Text passage ::
Searching is a basic problem in computing
We will look at the binary search algorithm
Most computer scientists think it is trivial, because we've absorbed it into our bloodstreams, and it is the basis of a lot of other ideas
But while we are looking at how to do it, quite a few general issues from computer science will arise
Suppose we have an array of letters like this:
And suppose we want to find where the letter 'c'
is
One issue that the example problem raises is that computing is not all about numbers, it is about handling all sorts of data
The example is the same as the one in the wikipedia entry on the binary search algorithm, except that the article uses numbers, giving the wrong impression
Numerical programming is a minority interest - how many numerical apps do you know?
On the other hand, numerical programming was the starting point for computer science
And numerical operations are what processors provide, and almost all key programming areas need them, e.g. graphics
In the example problem, the letters are sorted, which involves comparing
them as numerical codes ('a'
is stored as character
code 97
, 'b'
as 98
, and so on)
Programs shouldn't use numbers unnecessarily
For example, knowing that 'a'
is 97
and
'A'
is 65
, you could
convert a letter to upper case by:
ch = ch - 32;
But you can do it more readably, without the "magic" number:
ch = ch + ('A' - 'a');
Trust the compiler to optimise
Probably the simplest solution is:
int search(char ch, int n, char a[n]) { int result = -1; for (int i=0; i<n; i++) { if (a[i] == ch) result = i; } return result; }
Returning -1
for an unsuccessful search is a slight cheat, but
extremely common (alternatives are having two return values, or using an
exception - but C doesn't make either of them easy)
The linear search solution illustrates a simplicity issue: sometimes simplest is best
The linear search algorithm is best if (a) correctness is the most important thing or (b) speed of programming is the important thing or (c) the problem is so small that the linear approach is actually the fastest
The moral is: start simple, and only make things more complicated later if you need to
The linear search can be speeded up by stopping early:
int search(char ch, int n, char a[n]) { for (int i=0; i<n; i++) { if (a[i] == ch) return i; } return -1; }
This has hidden complexity: (a) the for
statement says
its going to run through all the indexes, but that's a lie and (b) the
function returns from two different places
We've seen that some programmers think it is better to write this, which has no hidden complexity:
int search(char ch, int n, char a[n]) { int result = -1; bool found = false; for (int i=0; i<n && ! found; i++) { if (a[i] == ch) { result = i; found = true; } } return result; }
Stopping a search early is a small optimisation (though a natural one)
When should you optimise?
Things you should know about optimisation are:
Bottlenecks: slow speed is almost always due to a bottleneck (so it is not a good idea to try to make every part of your program fast)
Measurement: guesses about where bottlenecks are usually wrong, so find out by measuring
Optimise last: that means it is best to put correctness and readability first, and do optimisation last
Is there a better way to solve the searching problem?
If you wanted to look up a word in a printed dictionary, would you go through each page one by one?
No - you would open the dictionary in the middle, work out which half your word was in, and then repeat the halving process
This algorithm is poorly named, because it doesn't have much to do with binary, except for a vague "twoness"
A better name is "interval halving search"

Dataset ::

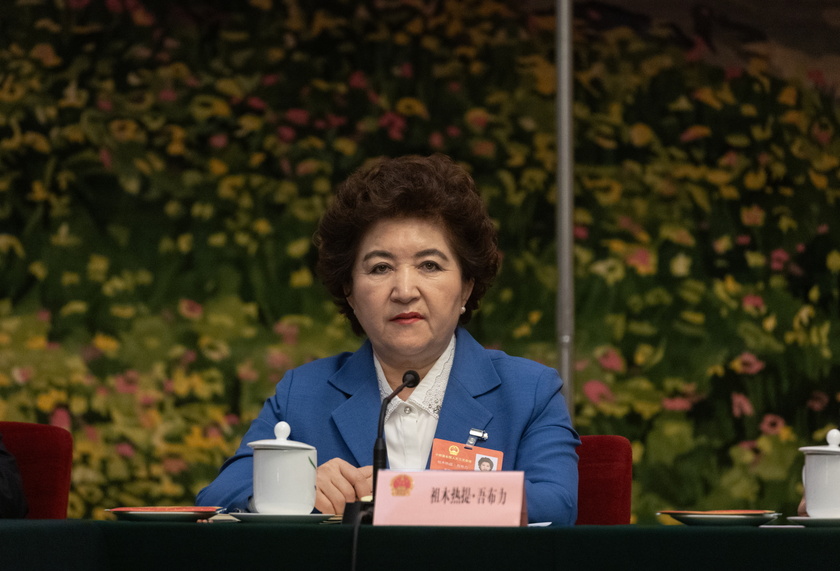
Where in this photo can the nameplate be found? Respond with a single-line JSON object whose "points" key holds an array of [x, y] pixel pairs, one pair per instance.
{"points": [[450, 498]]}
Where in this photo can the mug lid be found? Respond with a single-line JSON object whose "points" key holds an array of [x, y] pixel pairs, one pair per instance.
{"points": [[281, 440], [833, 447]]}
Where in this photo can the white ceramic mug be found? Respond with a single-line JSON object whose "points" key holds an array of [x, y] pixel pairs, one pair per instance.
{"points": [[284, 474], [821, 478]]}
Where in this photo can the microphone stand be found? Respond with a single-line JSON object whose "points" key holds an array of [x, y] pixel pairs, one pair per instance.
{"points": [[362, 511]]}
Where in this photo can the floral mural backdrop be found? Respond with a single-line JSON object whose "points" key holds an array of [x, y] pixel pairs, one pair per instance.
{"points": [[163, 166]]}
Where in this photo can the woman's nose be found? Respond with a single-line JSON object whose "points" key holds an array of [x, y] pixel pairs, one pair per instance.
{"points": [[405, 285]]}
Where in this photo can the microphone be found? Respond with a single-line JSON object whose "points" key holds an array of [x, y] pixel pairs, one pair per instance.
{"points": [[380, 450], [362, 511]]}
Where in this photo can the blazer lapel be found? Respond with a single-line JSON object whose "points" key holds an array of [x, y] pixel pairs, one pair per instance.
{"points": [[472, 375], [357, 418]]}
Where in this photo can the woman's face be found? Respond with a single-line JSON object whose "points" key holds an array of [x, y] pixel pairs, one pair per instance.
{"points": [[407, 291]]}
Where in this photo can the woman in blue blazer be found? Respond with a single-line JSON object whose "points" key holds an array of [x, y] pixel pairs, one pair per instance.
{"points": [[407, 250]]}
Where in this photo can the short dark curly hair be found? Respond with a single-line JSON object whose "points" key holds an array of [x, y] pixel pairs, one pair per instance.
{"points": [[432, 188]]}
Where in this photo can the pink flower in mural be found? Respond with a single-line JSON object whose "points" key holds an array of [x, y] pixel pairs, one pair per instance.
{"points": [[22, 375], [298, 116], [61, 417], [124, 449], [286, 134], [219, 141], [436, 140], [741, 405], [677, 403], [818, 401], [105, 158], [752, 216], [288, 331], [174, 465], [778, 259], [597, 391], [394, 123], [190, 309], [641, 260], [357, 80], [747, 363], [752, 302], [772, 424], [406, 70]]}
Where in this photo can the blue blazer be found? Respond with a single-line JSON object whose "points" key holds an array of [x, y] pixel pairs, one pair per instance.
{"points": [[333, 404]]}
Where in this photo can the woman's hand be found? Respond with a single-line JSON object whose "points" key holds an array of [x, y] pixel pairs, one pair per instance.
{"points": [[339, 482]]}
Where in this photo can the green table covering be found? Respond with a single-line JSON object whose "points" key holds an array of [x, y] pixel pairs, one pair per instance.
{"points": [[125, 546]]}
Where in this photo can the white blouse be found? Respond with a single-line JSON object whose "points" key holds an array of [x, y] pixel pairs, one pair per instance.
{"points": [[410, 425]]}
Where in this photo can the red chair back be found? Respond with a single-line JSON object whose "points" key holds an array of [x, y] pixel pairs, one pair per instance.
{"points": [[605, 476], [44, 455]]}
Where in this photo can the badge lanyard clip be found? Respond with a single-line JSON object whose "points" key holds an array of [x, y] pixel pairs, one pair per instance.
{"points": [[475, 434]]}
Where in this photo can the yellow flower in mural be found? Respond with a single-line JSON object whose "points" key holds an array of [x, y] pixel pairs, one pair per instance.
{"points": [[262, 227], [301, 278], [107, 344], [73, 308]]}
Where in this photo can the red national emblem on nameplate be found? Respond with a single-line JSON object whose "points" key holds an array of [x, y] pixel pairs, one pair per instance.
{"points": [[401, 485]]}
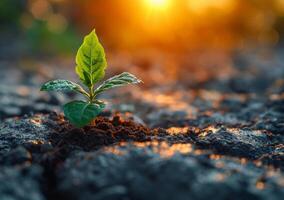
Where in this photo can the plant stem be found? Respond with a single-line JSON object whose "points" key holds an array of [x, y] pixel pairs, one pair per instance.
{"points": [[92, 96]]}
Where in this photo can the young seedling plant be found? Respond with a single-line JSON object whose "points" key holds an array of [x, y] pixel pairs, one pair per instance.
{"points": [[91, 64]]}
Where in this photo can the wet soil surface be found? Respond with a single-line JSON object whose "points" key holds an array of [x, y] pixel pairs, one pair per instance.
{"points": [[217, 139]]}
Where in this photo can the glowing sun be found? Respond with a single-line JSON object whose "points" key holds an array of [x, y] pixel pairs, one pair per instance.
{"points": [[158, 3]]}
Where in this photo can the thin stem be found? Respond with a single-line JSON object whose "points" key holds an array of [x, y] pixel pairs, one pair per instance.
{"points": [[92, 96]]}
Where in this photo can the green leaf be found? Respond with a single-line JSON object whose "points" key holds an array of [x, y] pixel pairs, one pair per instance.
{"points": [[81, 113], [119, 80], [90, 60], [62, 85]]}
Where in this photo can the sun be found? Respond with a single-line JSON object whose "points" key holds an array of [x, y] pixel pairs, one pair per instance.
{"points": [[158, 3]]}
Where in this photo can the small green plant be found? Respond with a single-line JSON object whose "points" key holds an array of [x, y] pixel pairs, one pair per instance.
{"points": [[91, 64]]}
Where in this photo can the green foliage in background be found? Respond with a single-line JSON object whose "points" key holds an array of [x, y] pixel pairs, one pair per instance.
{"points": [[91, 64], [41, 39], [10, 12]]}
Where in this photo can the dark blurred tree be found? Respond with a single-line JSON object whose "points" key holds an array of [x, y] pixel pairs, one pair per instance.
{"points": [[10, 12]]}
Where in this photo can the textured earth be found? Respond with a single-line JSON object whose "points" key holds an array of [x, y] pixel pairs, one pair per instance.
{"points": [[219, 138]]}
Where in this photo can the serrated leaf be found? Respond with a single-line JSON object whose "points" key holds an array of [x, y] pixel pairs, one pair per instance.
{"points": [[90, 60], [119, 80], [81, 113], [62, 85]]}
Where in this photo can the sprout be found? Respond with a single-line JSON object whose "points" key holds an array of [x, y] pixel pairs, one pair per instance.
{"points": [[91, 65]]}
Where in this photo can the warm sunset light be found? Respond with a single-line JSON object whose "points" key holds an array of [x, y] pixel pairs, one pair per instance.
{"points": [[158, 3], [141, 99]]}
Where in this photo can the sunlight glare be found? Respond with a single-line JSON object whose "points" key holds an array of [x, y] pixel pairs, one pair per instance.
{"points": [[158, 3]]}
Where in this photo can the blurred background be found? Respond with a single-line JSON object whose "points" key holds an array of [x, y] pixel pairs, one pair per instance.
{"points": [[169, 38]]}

Task requirements ::
a – Write out the stretch of the searching article from "Things you should" through "the searching problem?".
b – Pick up the searching article after its final sentence and keep writing it.
These entries come from a source other than the searching article.

Answers by task ::
a –
Things you should know about optimisation are:
Bottlenecks: slow speed is almost always due to a bottleneck (so it is not a good idea to try to make every part of your program fast)
Measurement: guesses about where bottlenecks are usually wrong, so find out by measuring
Optimise last: that means it is best to put correctness and readability first, and do optimisation last
Is there a better way to solve the searching problem?

b –
The idea of the algorithm is: when searching in a sorted array, repeatedly halve the range that you are looking in
The idea of the algorithm is easy, but the devil is in the details
It is easy to program, but also easy to get wrong
It has been said that most professional programmers and most textbooks get it wrong (because it is natural to program partly by logic and partly by trial and error)
Let's look at what it takes to get it right
As we go round the loop, what do we keep track of?
The answer is indexes start
and end
which
represent the range we have narrowed the search down to
But does this mean "the item might be at an index from start
to end
inclusive" or "the item is between
positions start
and end
", i.e. are we counting or
measuring the array?
We must choose one, stick to it, and not get confused
I'm going to choose measuring (unlike Wikipedia)
int search(char ch, int n, char a[n]) { int start = 0, end = n; ... }
When does the loop end?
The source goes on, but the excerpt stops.